§ Records supplied
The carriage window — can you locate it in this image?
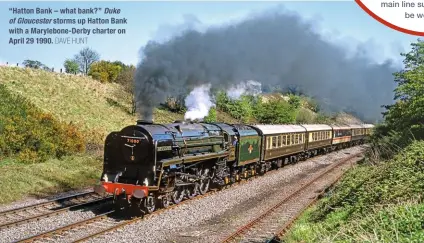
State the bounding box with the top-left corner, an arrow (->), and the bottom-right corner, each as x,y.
295,134 -> 299,144
287,135 -> 291,145
277,136 -> 282,147
272,136 -> 277,148
299,134 -> 302,143
282,135 -> 287,146
267,137 -> 270,149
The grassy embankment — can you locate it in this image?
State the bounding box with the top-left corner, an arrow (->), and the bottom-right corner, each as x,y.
284,141 -> 424,242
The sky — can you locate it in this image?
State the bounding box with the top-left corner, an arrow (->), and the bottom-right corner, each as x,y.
0,1 -> 419,70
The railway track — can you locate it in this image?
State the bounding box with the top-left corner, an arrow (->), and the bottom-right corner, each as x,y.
220,152 -> 363,243
17,190 -> 217,243
0,191 -> 112,231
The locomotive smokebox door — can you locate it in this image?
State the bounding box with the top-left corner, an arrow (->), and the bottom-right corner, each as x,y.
120,129 -> 149,164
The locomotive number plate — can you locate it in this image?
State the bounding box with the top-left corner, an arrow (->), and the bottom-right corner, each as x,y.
127,138 -> 141,144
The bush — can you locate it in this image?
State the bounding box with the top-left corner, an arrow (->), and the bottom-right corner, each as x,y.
88,60 -> 122,83
295,108 -> 316,124
162,96 -> 187,113
0,84 -> 85,163
254,98 -> 296,124
204,107 -> 217,122
216,91 -> 259,123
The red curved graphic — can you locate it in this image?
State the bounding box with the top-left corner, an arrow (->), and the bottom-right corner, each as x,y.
355,0 -> 424,36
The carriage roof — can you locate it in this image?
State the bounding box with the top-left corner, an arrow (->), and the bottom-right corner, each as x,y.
362,124 -> 375,128
330,125 -> 352,130
300,124 -> 332,132
252,124 -> 306,135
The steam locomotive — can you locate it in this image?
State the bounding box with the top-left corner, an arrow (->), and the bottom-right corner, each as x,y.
94,120 -> 374,214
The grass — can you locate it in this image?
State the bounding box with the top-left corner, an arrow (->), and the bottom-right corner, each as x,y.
0,66 -> 135,143
285,201 -> 424,243
0,155 -> 102,204
0,67 -> 245,143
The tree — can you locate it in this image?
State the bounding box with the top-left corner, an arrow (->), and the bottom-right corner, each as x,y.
63,59 -> 79,74
74,47 -> 100,75
382,39 -> 424,140
288,94 -> 301,109
22,60 -> 45,69
88,60 -> 121,83
22,60 -> 53,71
115,65 -> 137,114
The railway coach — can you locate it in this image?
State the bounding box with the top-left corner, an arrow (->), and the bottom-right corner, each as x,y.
330,125 -> 352,149
250,124 -> 307,171
350,124 -> 366,146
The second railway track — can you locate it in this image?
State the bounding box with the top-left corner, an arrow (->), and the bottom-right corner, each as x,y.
16,190 -> 218,243
220,152 -> 363,243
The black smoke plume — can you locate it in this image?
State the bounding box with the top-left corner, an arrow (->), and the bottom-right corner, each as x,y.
134,7 -> 397,122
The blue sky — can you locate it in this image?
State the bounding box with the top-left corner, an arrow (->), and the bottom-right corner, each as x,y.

§ Task to carry out
Return the full set of lines above word for word and with no pictures.

§ Response
The carriage window — can you locate it in this image?
State the bounding box with the top-left corner, an arrow (->), and the bottom-right corner, each as x,y.
295,134 -> 299,144
287,135 -> 291,145
277,136 -> 282,147
272,136 -> 277,148
299,134 -> 302,143
282,135 -> 287,146
267,137 -> 270,149
The grassy embankment — can you locate it in this image?
State the bounding box with the top-left corner, an arrow (->), and the bottom-right corner, each as x,y.
284,141 -> 424,242
The sky — can you locate it in this image?
State the bounding box with the top-left corner, an arrow (->), and the bottom-right corner, each as x,y.
0,1 -> 419,70
The railway track — can you locate it in this image?
State the bounding box with the top-left corner, an arrow (->), and the bottom-right corner, each as x,y.
220,152 -> 363,243
17,190 -> 217,243
0,191 -> 112,231
The locomotive smokebox door — can you locate it in this image?
State the bounding box with the top-left corner, an arrow (->), and the bottom-right corner, each as x,y.
120,129 -> 149,164
The locomotive number plate — can you locate it in this image?
State the bounding box with the top-left corner, an arrow (->), and the bottom-right corner, each as x,y.
127,138 -> 141,144
The bush — can you locate it in this image?
State the bounding box with the top-left corner, an arrow (->), and the bottom-right corner, each as x,y.
88,60 -> 122,83
295,108 -> 316,124
162,96 -> 187,113
0,84 -> 85,163
254,98 -> 296,124
204,107 -> 217,122
216,91 -> 259,123
The red curved graphic — can you locate it in this image?
State the bounding box with the top-left corner, an arrow (->), and the bottom-right corner, each as x,y.
355,0 -> 424,36
The carriage roof — can you locate it in this image?
State the bounding box with the top-left corner, an arrow (->), and the bottom-right corner, each as x,y.
362,124 -> 375,128
330,125 -> 352,130
300,124 -> 332,132
252,124 -> 306,135
The steam locomotive — can you locate it in this image?
State the bounding box with the top-left corner, an arrow (->), and the bottom-right corner, each as x,y.
94,120 -> 374,214
The grass — can you locate it in this image?
State the bounding box with the top-left corner, an arrow (->), and the bottom-right corner, each as x,y.
0,66 -> 135,143
285,201 -> 424,243
0,155 -> 102,204
0,67 -> 245,143
The tree — can you locate it in this image?
State the bounding box with the top-left corner, an arrow (->), and the bottom-right corner, each as x,y.
63,59 -> 79,74
74,47 -> 100,75
382,39 -> 424,140
288,94 -> 301,109
22,60 -> 45,69
88,60 -> 121,83
22,60 -> 53,71
115,65 -> 137,114
The railway coach — can you locate it in this image?
State the bounding box with the top-left corner, an arrow (->), and the bottom-right corner, each as x,y.
330,125 -> 352,149
250,124 -> 307,171
350,124 -> 366,146
The second railway track — can you locate it in this image?
State the bounding box with the top-left corner, an arrow (->), and the bottom-right corner, each as x,y.
16,190 -> 218,243
220,152 -> 363,243
The black smoke plume — can you locate it in this image?
State the bounding box with the top-left corner, an arrow (->), and the bottom-right corner, each as x,y.
134,7 -> 397,122
The blue sky — can you locate it in this image?
State the bounding box with the top-left corner, an arrow (->), and the bottom-right corner, each as x,y.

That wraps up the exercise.